#### [PROBLEM REQUIREMENTS]
I'd like the records transcribed exactly, leaving the images out.

Segmentation mask data
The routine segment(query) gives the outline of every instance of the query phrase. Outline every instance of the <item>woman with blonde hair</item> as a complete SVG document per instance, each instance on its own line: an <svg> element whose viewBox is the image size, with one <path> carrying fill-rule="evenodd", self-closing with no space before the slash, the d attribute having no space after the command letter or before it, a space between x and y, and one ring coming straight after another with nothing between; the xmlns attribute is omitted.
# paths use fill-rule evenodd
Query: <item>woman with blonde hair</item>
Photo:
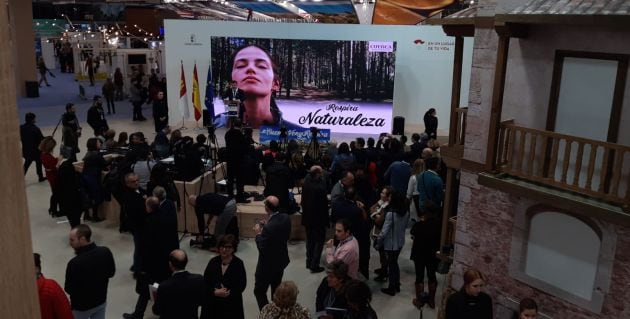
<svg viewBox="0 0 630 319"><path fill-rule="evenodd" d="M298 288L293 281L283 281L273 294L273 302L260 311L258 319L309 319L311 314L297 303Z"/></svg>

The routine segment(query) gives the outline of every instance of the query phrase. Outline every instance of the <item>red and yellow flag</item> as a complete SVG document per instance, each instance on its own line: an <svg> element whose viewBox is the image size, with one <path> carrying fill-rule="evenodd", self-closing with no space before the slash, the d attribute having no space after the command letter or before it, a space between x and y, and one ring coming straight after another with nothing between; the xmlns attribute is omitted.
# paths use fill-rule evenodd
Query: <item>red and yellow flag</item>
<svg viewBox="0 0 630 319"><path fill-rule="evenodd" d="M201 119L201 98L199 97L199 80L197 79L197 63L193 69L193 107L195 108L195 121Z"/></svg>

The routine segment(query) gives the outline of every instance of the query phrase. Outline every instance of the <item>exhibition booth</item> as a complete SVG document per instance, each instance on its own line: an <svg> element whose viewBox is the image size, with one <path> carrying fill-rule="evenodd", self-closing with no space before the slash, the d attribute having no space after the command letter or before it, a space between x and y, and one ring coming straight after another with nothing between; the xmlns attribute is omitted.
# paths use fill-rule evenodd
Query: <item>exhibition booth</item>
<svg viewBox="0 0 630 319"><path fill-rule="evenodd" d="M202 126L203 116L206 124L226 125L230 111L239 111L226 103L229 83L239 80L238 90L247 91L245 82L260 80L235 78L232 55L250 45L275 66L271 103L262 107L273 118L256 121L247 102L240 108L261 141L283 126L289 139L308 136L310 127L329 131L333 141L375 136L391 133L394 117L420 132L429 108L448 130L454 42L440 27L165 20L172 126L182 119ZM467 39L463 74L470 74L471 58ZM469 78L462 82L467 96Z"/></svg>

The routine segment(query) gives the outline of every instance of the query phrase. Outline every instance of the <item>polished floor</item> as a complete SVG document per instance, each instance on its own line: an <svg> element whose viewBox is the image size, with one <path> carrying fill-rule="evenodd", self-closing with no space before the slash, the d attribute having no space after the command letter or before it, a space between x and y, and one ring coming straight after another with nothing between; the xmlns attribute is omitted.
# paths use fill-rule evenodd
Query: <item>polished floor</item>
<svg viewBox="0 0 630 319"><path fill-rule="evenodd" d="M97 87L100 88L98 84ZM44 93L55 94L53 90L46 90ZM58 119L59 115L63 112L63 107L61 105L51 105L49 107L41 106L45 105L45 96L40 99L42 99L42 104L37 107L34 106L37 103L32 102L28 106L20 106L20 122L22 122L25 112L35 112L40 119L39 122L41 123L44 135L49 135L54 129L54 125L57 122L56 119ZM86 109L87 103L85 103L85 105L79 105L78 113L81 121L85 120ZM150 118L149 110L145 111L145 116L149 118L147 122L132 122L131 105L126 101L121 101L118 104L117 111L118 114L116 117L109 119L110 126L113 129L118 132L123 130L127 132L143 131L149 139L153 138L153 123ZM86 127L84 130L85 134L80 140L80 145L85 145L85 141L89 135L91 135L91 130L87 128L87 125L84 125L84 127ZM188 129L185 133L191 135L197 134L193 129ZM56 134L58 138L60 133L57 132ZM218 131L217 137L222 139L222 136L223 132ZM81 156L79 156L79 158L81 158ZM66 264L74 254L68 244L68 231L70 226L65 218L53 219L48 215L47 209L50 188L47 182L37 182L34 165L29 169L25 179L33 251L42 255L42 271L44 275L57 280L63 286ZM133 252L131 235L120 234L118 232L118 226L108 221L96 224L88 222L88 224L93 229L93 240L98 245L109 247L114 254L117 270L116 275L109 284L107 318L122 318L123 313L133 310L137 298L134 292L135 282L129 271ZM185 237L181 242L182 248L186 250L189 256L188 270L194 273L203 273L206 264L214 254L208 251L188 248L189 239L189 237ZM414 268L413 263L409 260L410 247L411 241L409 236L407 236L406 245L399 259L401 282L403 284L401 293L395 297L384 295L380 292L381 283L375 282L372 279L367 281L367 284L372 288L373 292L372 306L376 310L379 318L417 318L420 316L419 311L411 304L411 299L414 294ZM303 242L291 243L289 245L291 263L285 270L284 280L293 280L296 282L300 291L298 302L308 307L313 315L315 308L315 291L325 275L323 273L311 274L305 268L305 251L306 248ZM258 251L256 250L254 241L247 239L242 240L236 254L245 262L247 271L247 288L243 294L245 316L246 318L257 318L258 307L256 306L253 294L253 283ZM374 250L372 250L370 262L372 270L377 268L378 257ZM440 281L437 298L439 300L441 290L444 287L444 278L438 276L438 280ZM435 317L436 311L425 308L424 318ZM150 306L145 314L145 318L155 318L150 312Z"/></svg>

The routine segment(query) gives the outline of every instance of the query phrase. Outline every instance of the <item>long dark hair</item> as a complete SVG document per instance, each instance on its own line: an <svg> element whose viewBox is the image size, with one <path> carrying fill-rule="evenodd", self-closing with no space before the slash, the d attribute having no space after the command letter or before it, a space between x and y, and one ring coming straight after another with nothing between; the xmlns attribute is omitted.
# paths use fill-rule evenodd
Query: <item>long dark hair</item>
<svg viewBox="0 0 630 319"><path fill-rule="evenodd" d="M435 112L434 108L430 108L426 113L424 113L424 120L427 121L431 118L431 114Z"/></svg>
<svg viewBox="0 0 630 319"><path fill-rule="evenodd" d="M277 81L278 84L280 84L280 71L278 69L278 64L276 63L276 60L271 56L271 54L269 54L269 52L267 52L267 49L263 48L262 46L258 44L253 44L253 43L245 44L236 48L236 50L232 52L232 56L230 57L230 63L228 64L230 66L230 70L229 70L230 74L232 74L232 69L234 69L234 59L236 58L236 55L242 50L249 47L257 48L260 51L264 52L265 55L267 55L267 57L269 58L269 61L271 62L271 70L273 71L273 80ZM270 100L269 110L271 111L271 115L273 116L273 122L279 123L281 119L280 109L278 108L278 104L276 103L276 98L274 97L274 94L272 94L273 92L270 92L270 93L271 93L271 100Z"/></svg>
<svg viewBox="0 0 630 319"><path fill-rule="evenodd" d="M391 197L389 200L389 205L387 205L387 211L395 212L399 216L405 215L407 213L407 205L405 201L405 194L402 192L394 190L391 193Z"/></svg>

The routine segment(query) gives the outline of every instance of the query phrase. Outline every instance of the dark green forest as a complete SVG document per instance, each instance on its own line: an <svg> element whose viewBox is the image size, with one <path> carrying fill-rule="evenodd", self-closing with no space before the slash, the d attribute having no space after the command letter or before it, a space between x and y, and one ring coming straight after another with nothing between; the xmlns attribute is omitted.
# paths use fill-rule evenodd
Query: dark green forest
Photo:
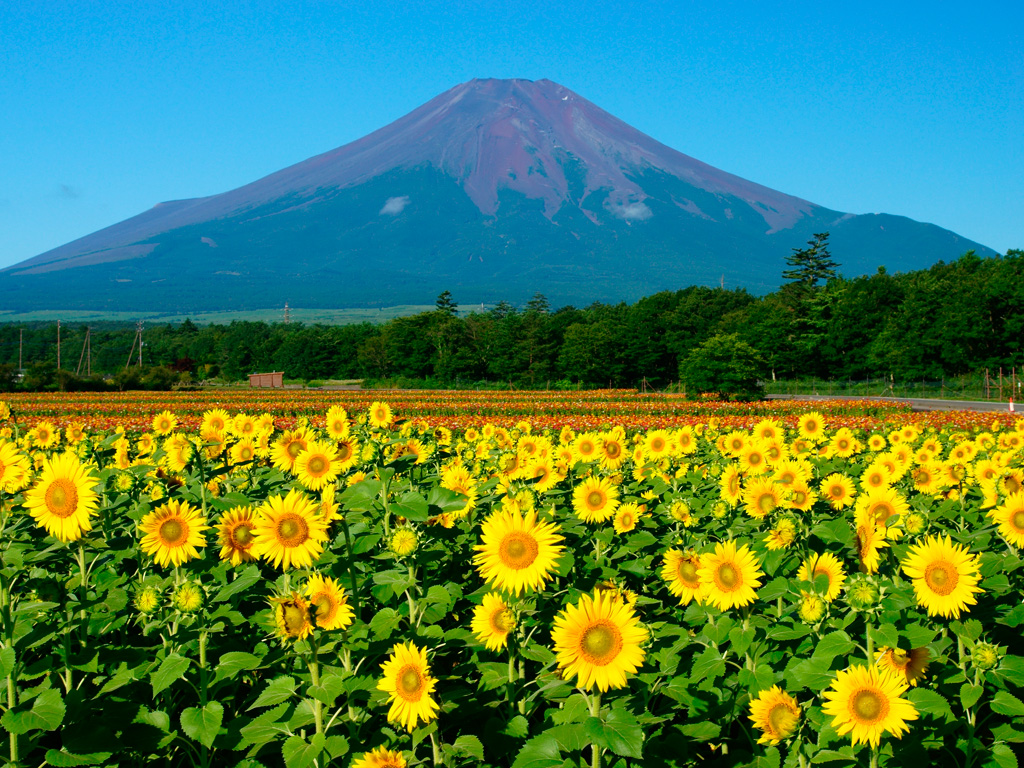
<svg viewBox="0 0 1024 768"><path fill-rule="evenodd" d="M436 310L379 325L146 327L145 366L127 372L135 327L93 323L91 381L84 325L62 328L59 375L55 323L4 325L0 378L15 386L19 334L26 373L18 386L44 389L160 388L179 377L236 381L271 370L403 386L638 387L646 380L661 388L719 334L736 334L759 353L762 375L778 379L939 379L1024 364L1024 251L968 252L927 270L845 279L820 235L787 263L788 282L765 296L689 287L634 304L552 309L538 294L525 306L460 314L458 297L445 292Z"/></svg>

#### [WRITTEN ANSWER]
The routine segment(query) gives the outline of every instance of the query phrase. Outline every instance of the <item>woman with blonde hair</item> as a complete SVG document per instance, each instance on its own line: an <svg> element whose viewBox is the image size, with one <path> carrying fill-rule="evenodd", self-closing with no space before the slash, the d attribute having no space after the command letter or before it, a space between x and y, and one ring coming straight after another with nothing between; the xmlns attribute is omitted.
# paths use fill-rule evenodd
Query: <item>woman with blonde hair</item>
Photo:
<svg viewBox="0 0 630 319"><path fill-rule="evenodd" d="M298 288L293 281L283 281L273 294L273 302L260 311L258 319L309 319L311 314L297 303Z"/></svg>

The routine segment(query) gives the outline of every instance of the query phrase. Outline every instance of the <item>red and yellow flag</item> as a complete SVG document per instance, each instance on its own line: an <svg> element whose viewBox is the image size, with one <path> carrying fill-rule="evenodd", self-closing with no space before the slash, the d attribute having no space after the command letter or before it, a space between x and y, and one ring coming straight after another with nothing between; the xmlns attribute is omitted.
# paths use fill-rule evenodd
Query: <item>red and yellow flag</item>
<svg viewBox="0 0 630 319"><path fill-rule="evenodd" d="M201 119L201 98L199 97L199 80L197 79L197 63L193 69L193 107L195 108L195 121Z"/></svg>

The routine segment(query) gives the outline of every instance of the query phrase. Outline every instance of the <item>exhibition booth</item> as a complete SVG document per instance, each instance on its own line: an <svg> element whose viewBox is the image size, with one <path> carrying fill-rule="evenodd", self-closing with no space before the slash, the d attribute having no space after the command letter or before it, a space between x and y, and one ring coming straight after another with nothing between; the xmlns attribute is omitted.
# paths use fill-rule evenodd
Query: <item>exhibition booth</item>
<svg viewBox="0 0 630 319"><path fill-rule="evenodd" d="M202 126L203 116L206 124L226 125L230 111L239 111L226 103L229 83L239 80L238 90L247 91L245 82L260 80L235 78L232 55L250 45L275 66L271 103L262 107L273 118L256 121L247 102L240 108L261 141L283 126L289 139L308 136L310 127L329 131L333 141L375 136L391 133L394 117L420 132L429 108L448 130L454 42L440 27L165 20L172 126L182 119ZM467 39L463 74L470 74L471 58ZM469 78L462 82L467 96Z"/></svg>

The routine segment(query) gives the outline of every instance of the query phrase. Outline every instance of the <item>polished floor</item> as a complete SVG document per instance, each instance on its own line: an <svg> element whose viewBox is the image size, with one <path> carrying fill-rule="evenodd", self-closing with no space before the slash, the d attribute having no space after the command letter or before it, a space between x and y, and one ring coming straight after another with nothing between; the xmlns attribute is omitted.
# paths use fill-rule evenodd
Query: <item>polished floor</item>
<svg viewBox="0 0 630 319"><path fill-rule="evenodd" d="M97 87L100 88L98 84ZM44 93L55 94L53 90L46 90ZM58 119L59 115L63 112L63 107L61 105L51 105L49 107L41 106L45 105L45 96L40 99L42 99L42 104L37 107L34 106L37 103L32 102L28 106L20 106L20 122L22 122L25 112L35 112L40 119L39 122L41 123L44 135L49 135L54 129L54 125L57 122L56 119ZM86 109L87 103L85 103L85 105L79 105L78 113L81 121L85 120ZM150 118L149 110L145 111L145 116L149 118L147 122L132 122L131 105L126 101L121 101L118 104L117 111L118 114L116 117L109 119L110 126L113 129L118 132L123 130L127 132L143 131L149 139L153 138L153 123ZM86 127L84 130L85 134L80 140L80 145L85 145L85 141L89 135L91 135L91 130L87 128L87 125L84 125L84 127ZM188 129L185 133L191 135L197 134L193 129ZM56 134L58 138L60 133L57 132ZM218 131L217 137L222 139L222 136L223 132ZM81 156L79 156L79 158L81 158ZM66 264L74 254L68 244L68 231L70 226L65 218L53 219L48 215L47 209L50 188L47 182L37 182L34 165L29 169L25 179L33 251L42 255L42 271L44 275L57 280L63 286ZM133 252L131 235L120 234L118 232L118 226L108 221L96 224L88 222L88 224L93 229L93 240L98 245L109 247L114 254L117 270L116 275L109 284L107 318L122 318L123 313L133 310L137 298L134 292L135 282L129 271ZM185 237L181 242L182 248L186 250L189 256L188 270L194 273L203 273L206 264L214 254L208 251L188 248L189 239L189 237ZM414 268L413 263L409 260L410 247L411 241L409 236L407 236L406 245L399 259L401 282L403 284L401 293L395 297L384 295L380 292L381 283L375 282L372 279L367 281L367 284L372 288L373 292L372 306L376 310L379 318L417 318L420 316L419 311L411 304L411 299L414 294ZM303 242L291 243L289 245L291 263L285 270L284 280L293 280L296 282L300 291L298 302L308 307L313 315L315 308L315 291L325 275L323 273L311 274L305 268L305 251L306 248ZM258 251L256 250L254 241L247 239L242 240L236 254L245 262L247 271L247 288L243 294L245 316L246 318L257 318L258 307L256 306L253 294L253 283ZM374 250L372 250L370 262L372 270L377 268L378 257ZM440 281L437 298L439 300L441 290L444 287L444 278L438 276L438 280ZM435 317L436 311L425 308L424 318ZM150 306L145 314L145 318L155 318L150 312Z"/></svg>

The routine segment(query) gives the outline of every instance of the query phrase. Outline every instance of the <item>long dark hair</item> as a complete SVG document per instance, each instance on its own line: an <svg> element whose viewBox is the image size, with one <path> carrying fill-rule="evenodd", self-closing with no space before the slash, the d attribute having no space after the command letter or before it, a space between x and y, and one ring coming straight after another with nothing between; the xmlns attribute is omitted.
# paths use fill-rule evenodd
Query: <item>long dark hair</item>
<svg viewBox="0 0 630 319"><path fill-rule="evenodd" d="M435 112L434 108L430 108L426 113L424 113L424 120L427 121L431 118L431 114Z"/></svg>
<svg viewBox="0 0 630 319"><path fill-rule="evenodd" d="M277 81L278 84L280 84L280 71L278 69L278 64L276 63L276 60L271 56L271 54L269 54L269 52L267 52L267 49L263 48L262 46L258 44L253 44L253 43L245 44L236 48L236 50L232 52L232 56L230 57L230 63L228 64L230 66L230 70L229 70L230 74L232 74L232 69L234 69L234 59L236 58L236 55L242 50L249 47L257 48L260 51L264 52L265 55L267 55L267 57L269 58L269 61L271 62L271 70L273 71L273 80ZM270 100L269 110L271 111L271 115L273 116L273 122L279 123L281 119L280 109L278 108L278 104L276 103L276 98L274 97L274 94L272 94L273 92L270 92L270 93L271 93L271 100Z"/></svg>
<svg viewBox="0 0 630 319"><path fill-rule="evenodd" d="M391 197L389 200L389 205L387 205L387 211L395 212L399 216L405 215L407 213L407 205L405 201L405 194L402 192L394 190L391 193Z"/></svg>

The routine segment(query) gives the outline of every instance of the query phrase. Outline every instance of the dark green forest as a complete SVG document per instance, each instance on its own line: an <svg> element whose viewBox is the image size, with one <path> carrying fill-rule="evenodd", self-closing with no space before the slash, the d attribute having no space after the command letter or before it, a space between x and y, and one ring coming straight after another with nothing between; the xmlns attribute is omitted.
# paths use fill-rule evenodd
Query: dark green forest
Photo:
<svg viewBox="0 0 1024 768"><path fill-rule="evenodd" d="M436 310L379 325L146 327L145 366L127 372L135 327L93 323L91 381L84 325L62 328L59 375L55 323L4 325L0 378L15 386L19 334L26 373L18 386L44 389L160 388L179 377L236 381L271 370L403 386L638 387L646 380L661 388L719 334L736 334L759 353L762 375L778 379L939 379L1024 364L1024 251L968 252L927 270L845 279L820 235L787 263L788 282L765 296L689 287L634 304L552 309L538 294L525 306L460 314L458 297L445 292Z"/></svg>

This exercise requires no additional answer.